▶ _What the task requires_
Go through the entries below and retype them exactly, omitting each picture.
Top of Exercise data
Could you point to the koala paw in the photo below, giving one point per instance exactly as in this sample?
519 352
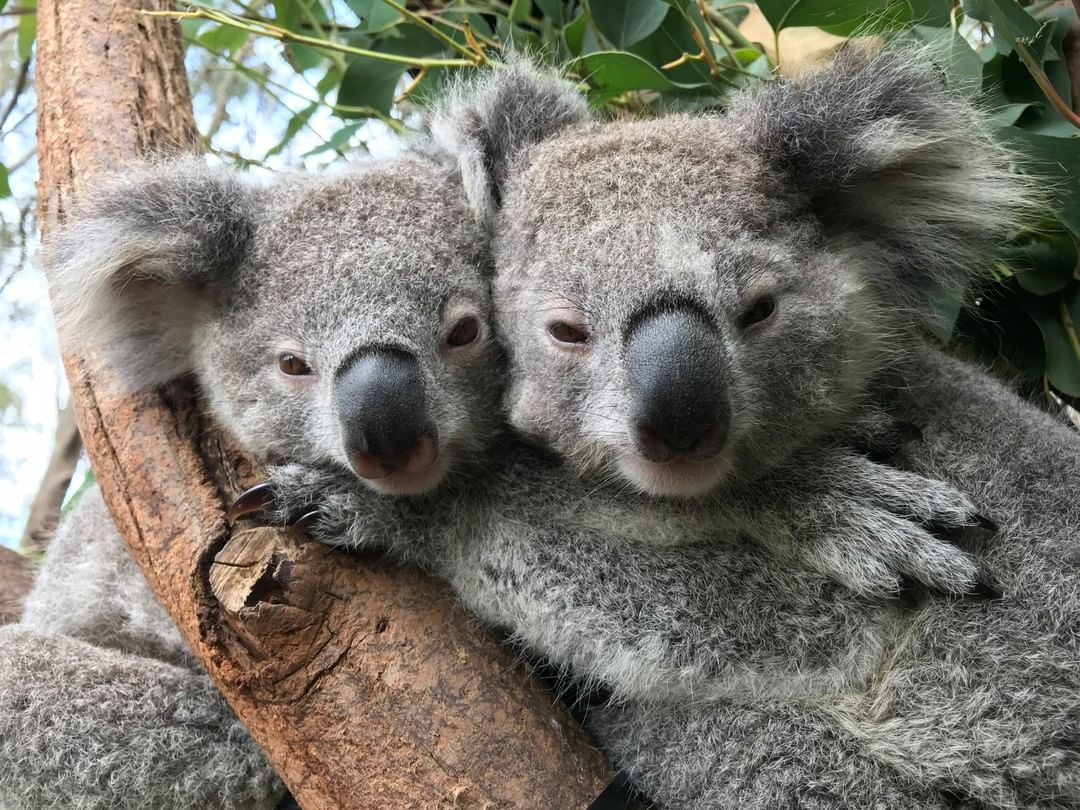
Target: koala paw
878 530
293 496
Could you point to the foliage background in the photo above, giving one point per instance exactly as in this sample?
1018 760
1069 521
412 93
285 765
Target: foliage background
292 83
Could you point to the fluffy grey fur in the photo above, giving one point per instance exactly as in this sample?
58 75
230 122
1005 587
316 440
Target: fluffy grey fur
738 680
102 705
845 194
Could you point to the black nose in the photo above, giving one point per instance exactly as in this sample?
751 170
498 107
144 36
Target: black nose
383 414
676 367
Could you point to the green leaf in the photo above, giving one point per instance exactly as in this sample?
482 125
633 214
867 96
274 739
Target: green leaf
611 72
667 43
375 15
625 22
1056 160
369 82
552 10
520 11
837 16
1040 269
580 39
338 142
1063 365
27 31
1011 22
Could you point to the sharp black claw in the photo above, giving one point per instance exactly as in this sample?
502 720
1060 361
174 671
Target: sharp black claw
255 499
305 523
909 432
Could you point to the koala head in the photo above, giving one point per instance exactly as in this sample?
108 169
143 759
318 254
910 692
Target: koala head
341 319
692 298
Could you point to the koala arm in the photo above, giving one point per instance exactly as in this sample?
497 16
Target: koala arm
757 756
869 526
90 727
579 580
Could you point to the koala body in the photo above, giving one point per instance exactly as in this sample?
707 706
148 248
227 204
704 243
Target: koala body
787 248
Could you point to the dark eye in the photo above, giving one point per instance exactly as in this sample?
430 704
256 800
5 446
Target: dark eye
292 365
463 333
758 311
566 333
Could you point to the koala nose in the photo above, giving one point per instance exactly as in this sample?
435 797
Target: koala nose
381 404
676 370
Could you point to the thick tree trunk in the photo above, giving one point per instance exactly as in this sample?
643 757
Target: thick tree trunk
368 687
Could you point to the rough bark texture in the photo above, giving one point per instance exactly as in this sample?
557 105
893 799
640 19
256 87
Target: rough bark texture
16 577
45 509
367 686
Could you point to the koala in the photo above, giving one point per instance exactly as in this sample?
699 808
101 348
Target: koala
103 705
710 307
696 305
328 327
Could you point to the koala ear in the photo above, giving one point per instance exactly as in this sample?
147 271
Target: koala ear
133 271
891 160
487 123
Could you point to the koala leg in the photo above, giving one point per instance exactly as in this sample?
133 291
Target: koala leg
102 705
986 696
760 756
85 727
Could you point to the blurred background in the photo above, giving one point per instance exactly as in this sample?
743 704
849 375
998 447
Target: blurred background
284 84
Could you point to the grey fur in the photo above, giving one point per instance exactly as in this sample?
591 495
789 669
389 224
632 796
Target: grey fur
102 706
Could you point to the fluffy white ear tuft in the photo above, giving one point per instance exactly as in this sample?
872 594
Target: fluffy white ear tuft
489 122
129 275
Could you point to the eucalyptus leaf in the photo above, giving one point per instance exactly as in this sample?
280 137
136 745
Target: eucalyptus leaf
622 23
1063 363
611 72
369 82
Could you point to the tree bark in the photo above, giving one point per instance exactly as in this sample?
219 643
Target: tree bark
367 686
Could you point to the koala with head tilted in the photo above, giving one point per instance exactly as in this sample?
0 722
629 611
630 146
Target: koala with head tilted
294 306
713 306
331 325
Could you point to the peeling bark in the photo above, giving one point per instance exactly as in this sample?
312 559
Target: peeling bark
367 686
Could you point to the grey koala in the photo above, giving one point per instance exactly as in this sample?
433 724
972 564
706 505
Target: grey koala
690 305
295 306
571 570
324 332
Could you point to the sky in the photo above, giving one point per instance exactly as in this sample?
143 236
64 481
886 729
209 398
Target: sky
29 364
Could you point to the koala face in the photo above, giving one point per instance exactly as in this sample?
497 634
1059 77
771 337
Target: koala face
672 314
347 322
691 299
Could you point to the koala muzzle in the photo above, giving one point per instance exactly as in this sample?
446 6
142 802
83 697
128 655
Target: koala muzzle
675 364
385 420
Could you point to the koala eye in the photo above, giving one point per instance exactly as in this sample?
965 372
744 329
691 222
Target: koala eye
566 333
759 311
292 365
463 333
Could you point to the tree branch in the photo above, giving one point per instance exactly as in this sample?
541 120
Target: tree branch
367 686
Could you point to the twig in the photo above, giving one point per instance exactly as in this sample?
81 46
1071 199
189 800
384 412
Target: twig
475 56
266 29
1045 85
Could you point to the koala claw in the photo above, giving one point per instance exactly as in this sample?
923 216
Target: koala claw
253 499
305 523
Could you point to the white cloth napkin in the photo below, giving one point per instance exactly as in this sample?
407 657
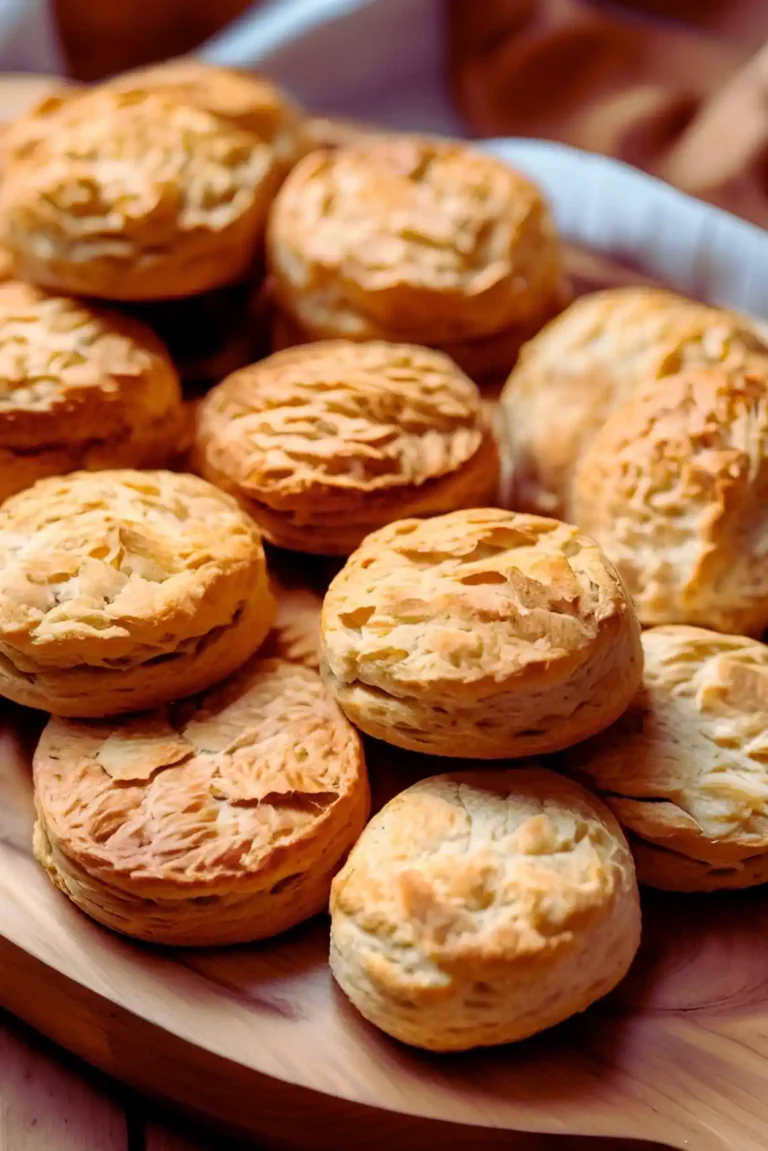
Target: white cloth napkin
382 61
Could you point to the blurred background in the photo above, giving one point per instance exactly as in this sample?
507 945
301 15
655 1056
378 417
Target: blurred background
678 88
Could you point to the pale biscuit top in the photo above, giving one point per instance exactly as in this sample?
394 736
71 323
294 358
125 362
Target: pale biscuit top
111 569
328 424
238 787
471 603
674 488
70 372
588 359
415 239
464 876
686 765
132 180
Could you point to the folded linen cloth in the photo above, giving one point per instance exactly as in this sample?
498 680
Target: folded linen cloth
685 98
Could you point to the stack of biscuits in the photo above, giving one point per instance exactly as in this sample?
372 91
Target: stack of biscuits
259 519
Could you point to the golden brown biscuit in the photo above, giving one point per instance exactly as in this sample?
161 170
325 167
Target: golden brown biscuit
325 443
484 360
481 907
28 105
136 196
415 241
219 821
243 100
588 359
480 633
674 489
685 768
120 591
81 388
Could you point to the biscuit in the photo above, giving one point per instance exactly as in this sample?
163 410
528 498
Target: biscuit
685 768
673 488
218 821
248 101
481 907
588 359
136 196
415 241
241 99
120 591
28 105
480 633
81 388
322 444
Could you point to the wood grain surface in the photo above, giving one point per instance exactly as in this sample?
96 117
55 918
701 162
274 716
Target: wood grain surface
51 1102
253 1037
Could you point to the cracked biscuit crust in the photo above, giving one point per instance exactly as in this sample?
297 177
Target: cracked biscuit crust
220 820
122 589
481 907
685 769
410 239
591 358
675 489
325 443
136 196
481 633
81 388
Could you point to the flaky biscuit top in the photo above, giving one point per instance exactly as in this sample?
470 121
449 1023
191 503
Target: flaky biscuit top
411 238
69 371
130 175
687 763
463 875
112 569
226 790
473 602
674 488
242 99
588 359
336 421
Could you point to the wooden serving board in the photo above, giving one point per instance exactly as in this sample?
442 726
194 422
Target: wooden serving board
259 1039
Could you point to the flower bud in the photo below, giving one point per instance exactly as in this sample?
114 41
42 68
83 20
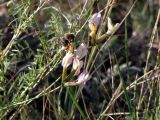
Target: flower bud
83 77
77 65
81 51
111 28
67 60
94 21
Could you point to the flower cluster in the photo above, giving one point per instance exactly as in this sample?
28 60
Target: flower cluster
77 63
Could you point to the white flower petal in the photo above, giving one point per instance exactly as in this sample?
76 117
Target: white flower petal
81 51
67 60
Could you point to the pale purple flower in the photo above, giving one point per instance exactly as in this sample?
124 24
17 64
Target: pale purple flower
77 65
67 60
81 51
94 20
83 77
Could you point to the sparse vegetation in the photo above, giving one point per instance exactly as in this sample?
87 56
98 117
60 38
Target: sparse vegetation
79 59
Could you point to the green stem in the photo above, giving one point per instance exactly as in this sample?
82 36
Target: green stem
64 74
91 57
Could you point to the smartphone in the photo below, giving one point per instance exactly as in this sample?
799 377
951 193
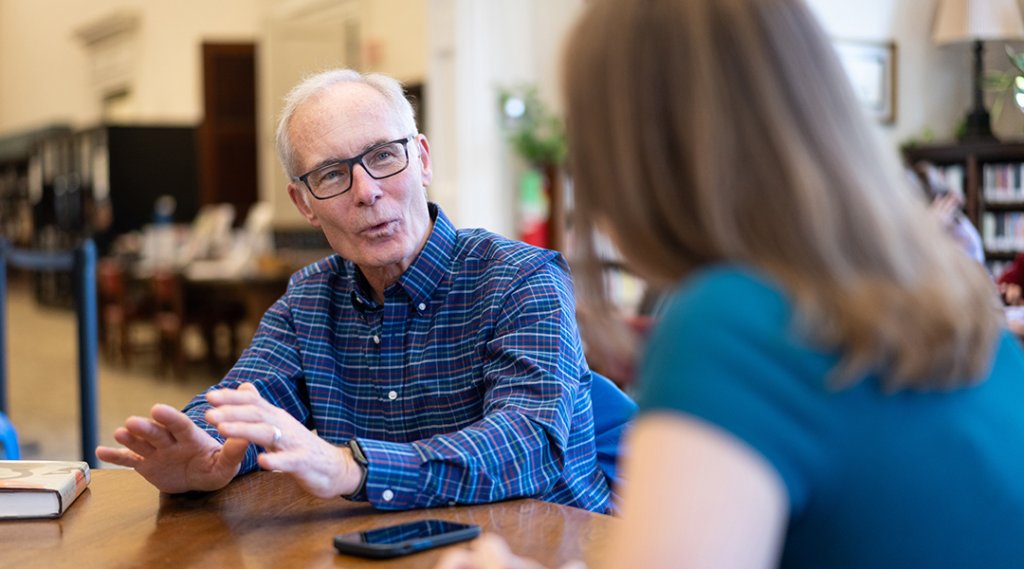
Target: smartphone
Bottom of Exercise data
▶ _Reply to the task_
Could you point to the koala paw in the photo below, giving one point per instance exactly as in this sample?
519 352
Target: koala paw
878 530
293 496
Could you point to the foliage background in the photo above, giving one point per instance exactly as in this sample?
1018 760
1069 521
412 93
285 765
Target: foliage background
292 83
Could you point to the fluffy grey fur in the photo above, giving one point per instance exactly as in this sample?
58 75
230 122
1005 587
316 440
Target: fluffy grey fur
738 680
102 705
845 194
Could you point to the black nose in the photo above, giving one point per instance exactly as in this sample?
751 170
498 107
144 36
Target: black nose
383 414
676 367
Could you point to the green leaf in the photo above, giving one point per instance exactly as in this sample?
482 125
633 214
867 96
274 739
Target: green leaf
611 72
667 43
375 15
625 22
1056 160
369 82
552 10
520 11
837 16
1040 269
580 39
338 142
1063 365
27 31
1011 22
Could you point to the sharp black claw in the photo above, giving one point per instance exactly as in this sample?
502 720
1060 361
174 671
Target: sharp black claw
255 499
305 523
909 432
Could you point to the koala head in the photo above, giving one point per instance exactly as in this sample?
108 169
143 759
318 254
910 692
Target: koala head
341 319
692 298
Could you point to the koala arm in the photo above, giving one point per instance exactly as in this sample?
497 16
Target: koala arm
757 756
869 526
90 727
579 580
Could you point to the koala body in the photo above, giving one point per instance exactly as in this sample?
707 706
148 248
227 204
704 243
Target: koala body
787 248
Could you point to the dark eye in the photo above, giving one point per instance exactly as in this sample?
430 704
256 800
5 446
Target: dark eye
292 365
463 333
758 311
566 333
Could you point to the koala nose in the photo above, giving one point per instance exactly as in this sample?
435 797
Target: koala nose
381 404
676 370
Could you point to the thick tree trunk in the photo above, giving one point per instance exactly as in this sample?
643 757
Target: thick tree trunk
368 687
Could you point to the rough bark texture in the photo above, giving one point per instance exactly as in this sample?
557 105
893 799
640 19
256 87
Target: rough bark texture
16 577
45 509
367 686
Could you point to the koala in the photo above, giving one point per instance exactly as in this sample?
699 808
101 348
Target: koala
103 705
710 307
696 305
328 327
Could you point to the koala ear in the photo above, giving one point per instance exactly as in this sample?
147 271
Target: koala ear
133 271
891 160
487 123
Could you point to the koala leg in the photo above, giving one point per instance exactly as in this sample?
133 291
Target: koala leg
102 705
986 696
760 756
85 727
Could you point to the blurred background in the photo above, giving one point per instance exactly as in this sample?
743 704
849 375
998 447
Target: blurred background
284 84
Could you point to the grey fur in the photo above, giving one point per instance exactly as in this sample?
591 495
789 669
389 224
632 796
Target: grey fur
102 706
Could you point to the fluffy white ear tuft in the photo above, giving one point per instance exactly as in this sample?
872 594
Target: fluffy white ear tuft
489 122
129 275
Could you point to the eucalyptus leaf in the photo above, giving one point per instance exactly as in this sample?
280 137
136 745
Target: eucalyptus leaf
622 23
1063 363
611 72
369 82
Could you point to the tree bark in the photo above, giving one point per instance exactly as in this sample?
219 643
Target: tree bark
367 686
Could you point to the koala with head tilted in the photo above, giving one point per instance exactly as in this sample?
0 722
629 611
630 146
Target: koala with head tilted
294 306
713 306
331 325
Could you point to the peeling bark in the photo above, giving one point per instance exactly as in this sample?
312 559
Target: peeling bark
367 686
Could you point to the grey koala in the photo above, giving one point per instance exactly as in this sample?
433 724
972 564
706 505
Target: grey koala
690 305
295 306
571 570
324 332
Could you point to the sky in the photo above, giving one point per instance exactly as in this sample?
143 236
64 481
886 729
209 398
Target: sky
29 364
Could you point to the koala face in the photo above, giving one point per instance exactly as in this sample?
497 634
1059 77
771 337
Target: koala face
672 314
347 322
691 299
Could you point to the koala muzzle in the photo above, giving one point per instance exactly as in this sample?
446 6
142 802
83 697
128 655
Target: koala muzzle
675 364
385 420
Could you point to the koala eye in the photo above, giving one point per instance exactly as in this sample?
965 372
744 329
691 222
Target: koala eye
566 333
759 311
292 365
463 333
Could you point to the tree branch in the photo above, giving one point per instance exactly as in this sample?
541 120
Target: tree branch
367 686
Could you point to the twig in the photo above, giving one point per instance exactly as in this sample?
81 46
1071 199
189 800
384 412
Target: twig
475 56
266 29
1045 85
Could you point to the koala claw in the photo above, giving one point per instance exactly as in this sample?
923 216
Target: koala claw
253 499
305 523
Could you point to the white cloth napkin in the photo below, giving one point per instance exactly as in this sample?
407 657
Target: white cloth napkin
382 61
Could you point to the blurred background in the photo above, giving one point per instance exactly as in this sample?
507 945
301 15
655 1056
378 417
Target: blurred background
678 88
Could you point to the pale biscuit top in the photo above, giving one point per instance exactly as in this sample?
394 736
71 323
294 358
125 362
Target: pale biscuit top
111 569
328 424
238 787
471 603
674 488
70 372
588 359
415 239
464 876
686 765
132 180
Could you point to the folded linen cloth in the photo above, giving one point per instance exactly as in this sample?
498 680
Target: folded linen cloth
685 98
Could you point to the stack of biscuits in the photo above, giving one point per instance exactly as in this sample?
372 91
Target: stack of biscuits
259 519
Could you point to the golden brown biscuit in the photo above, giving one point per instance exactly as in this sample?
161 170
325 167
Target: golden brown biscuit
325 443
484 360
481 907
28 105
136 196
415 241
219 821
243 100
588 359
480 633
674 489
685 768
120 591
81 388
Could you point to the biscuit in the photo above, giving one point per instance exactly as in this sample?
163 410
528 498
Target: biscuit
685 768
673 488
218 821
248 101
481 907
588 359
136 196
415 241
241 99
120 591
28 105
480 633
81 388
322 444
Could you point to the wood grain surface in the photo above, giving one point per instance exactly as in this sample?
96 117
55 918
701 162
274 716
Target: wood grain surface
51 1102
253 1037
Could you point to the cracked biscuit crust in the photo above, giving one point per instance exactly as in this sample?
297 177
Target: cracked biscuit crust
220 820
122 589
481 907
685 769
410 239
591 358
675 489
325 443
136 196
481 633
81 388
Could you point to the flaky biscuit top in the photo above, giving one point per instance exactly as in this sample?
470 121
449 1023
191 503
Target: flaky biscuit top
411 238
69 371
130 175
687 763
463 875
112 569
226 790
473 602
674 488
242 99
588 359
336 421
Could you point to the wooden serving board in the photo above, giving one point per instance exactly as in this sample?
442 726
194 422
Target: wooden serving board
259 1039
Could you point to the flower bud in the photo below, giving one point per instance exactly as in this sample?
114 41
42 68
83 20
Target: flower bud
83 77
77 65
81 51
111 28
67 60
94 21
Could you point to the flower cluster in the photo above, giving one point per instance exactly as in this sample?
28 60
Target: flower cluster
77 63
Could you point to the white flower petal in the photo above, giving one point per instance exactly as in this sample?
76 117
Target: white flower petal
81 51
67 60
Could you point to the pale purple flower in the photo above, giving one point per instance exactly as in this sample?
124 24
17 64
Target: pale purple flower
77 65
67 60
81 51
94 20
83 77
Could you point to the sparse vegetation in the photo above, giving one point per instance exactly as in this sample?
87 56
98 117
60 38
Target: sparse vegetation
79 59
Could you point to the green stem in the photo above, giving one point per instance exactly as in this sample?
82 36
Target: green stem
64 74
91 57
Could you point to the smartphone in the photo below, giving one point per instance exactly as in this sample?
799 377
951 193
Target: smartphone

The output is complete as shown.